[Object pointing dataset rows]
————

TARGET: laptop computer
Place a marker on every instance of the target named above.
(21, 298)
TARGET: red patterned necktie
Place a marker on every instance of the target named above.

————

#### [Problem requirements]
Update the material by replacing "instance" with "occurrence" wherever it occurs, leaving everything else unchanged.

#### [Exercise answer]
TARGET: laptop computer
Place a marker on every occurrence of the target named above.
(21, 298)
TARGET: red patterned necktie
Place a marker on every occurrence of the target named above.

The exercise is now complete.